* _TASK PROMPT_:
Return word for word the lines of the listing below, starting with the line that contains "Tag the black" and continuing through the end of the listing.

* start DATA IN THIS EXERCISE *

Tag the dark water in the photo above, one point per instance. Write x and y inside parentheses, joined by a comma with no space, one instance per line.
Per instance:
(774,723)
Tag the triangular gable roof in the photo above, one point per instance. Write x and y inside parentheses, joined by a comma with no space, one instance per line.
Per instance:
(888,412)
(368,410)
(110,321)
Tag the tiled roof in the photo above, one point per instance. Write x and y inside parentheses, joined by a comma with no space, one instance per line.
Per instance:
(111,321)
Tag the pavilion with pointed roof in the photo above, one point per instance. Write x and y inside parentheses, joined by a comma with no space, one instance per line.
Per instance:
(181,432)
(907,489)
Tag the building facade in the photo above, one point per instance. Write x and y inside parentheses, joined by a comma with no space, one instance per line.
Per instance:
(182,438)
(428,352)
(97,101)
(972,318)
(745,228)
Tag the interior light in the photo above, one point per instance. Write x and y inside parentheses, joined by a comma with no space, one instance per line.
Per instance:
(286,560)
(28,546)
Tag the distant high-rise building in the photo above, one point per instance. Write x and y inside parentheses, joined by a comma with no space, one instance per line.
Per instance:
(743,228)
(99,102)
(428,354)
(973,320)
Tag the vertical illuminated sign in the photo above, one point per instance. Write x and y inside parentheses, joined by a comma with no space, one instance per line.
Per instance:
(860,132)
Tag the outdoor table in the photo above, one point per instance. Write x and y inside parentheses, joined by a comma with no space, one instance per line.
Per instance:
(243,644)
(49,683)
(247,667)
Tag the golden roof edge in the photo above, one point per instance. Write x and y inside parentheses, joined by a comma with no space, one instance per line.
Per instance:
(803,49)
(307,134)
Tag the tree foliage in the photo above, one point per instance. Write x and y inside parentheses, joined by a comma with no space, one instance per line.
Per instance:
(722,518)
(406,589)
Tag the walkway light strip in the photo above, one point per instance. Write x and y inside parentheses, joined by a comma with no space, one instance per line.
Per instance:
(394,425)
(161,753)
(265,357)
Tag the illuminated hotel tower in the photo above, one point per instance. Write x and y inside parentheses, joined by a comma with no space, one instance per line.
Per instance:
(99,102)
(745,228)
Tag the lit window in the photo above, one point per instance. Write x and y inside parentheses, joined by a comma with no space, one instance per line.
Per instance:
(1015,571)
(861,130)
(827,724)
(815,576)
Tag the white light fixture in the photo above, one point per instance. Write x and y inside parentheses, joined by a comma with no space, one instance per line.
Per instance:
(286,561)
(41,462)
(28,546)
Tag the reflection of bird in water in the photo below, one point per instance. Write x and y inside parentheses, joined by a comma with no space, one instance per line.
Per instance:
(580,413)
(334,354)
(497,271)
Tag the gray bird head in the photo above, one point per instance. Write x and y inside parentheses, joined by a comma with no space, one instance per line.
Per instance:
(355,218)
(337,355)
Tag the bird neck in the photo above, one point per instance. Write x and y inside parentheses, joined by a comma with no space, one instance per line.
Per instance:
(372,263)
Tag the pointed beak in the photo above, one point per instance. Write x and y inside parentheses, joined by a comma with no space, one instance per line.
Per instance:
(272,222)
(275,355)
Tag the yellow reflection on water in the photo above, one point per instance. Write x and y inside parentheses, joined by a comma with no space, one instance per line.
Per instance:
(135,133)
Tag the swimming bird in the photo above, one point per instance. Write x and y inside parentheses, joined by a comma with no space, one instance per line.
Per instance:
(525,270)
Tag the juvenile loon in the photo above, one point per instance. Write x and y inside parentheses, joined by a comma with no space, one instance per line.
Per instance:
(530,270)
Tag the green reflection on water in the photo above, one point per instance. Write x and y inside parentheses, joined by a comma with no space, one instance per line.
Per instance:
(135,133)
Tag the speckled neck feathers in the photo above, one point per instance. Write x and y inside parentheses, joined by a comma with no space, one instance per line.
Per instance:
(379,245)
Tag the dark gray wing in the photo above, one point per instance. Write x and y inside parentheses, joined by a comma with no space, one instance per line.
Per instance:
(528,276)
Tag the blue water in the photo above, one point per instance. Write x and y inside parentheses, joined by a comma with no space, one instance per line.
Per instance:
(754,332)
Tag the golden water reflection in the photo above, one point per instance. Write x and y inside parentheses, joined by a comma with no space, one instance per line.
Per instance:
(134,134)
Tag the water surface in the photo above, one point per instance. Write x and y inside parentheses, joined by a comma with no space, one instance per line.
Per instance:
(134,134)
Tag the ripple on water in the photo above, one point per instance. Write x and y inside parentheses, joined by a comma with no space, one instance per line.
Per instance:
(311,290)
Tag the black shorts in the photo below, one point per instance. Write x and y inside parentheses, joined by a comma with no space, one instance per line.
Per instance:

* end DATA IN THIS EXERCISE *

* _REPLY_:
Tag the black shorts in the photo below, one point per instance. Write x and y inside parentheses, joined by a comma with no space, one instance per line.
Per instance:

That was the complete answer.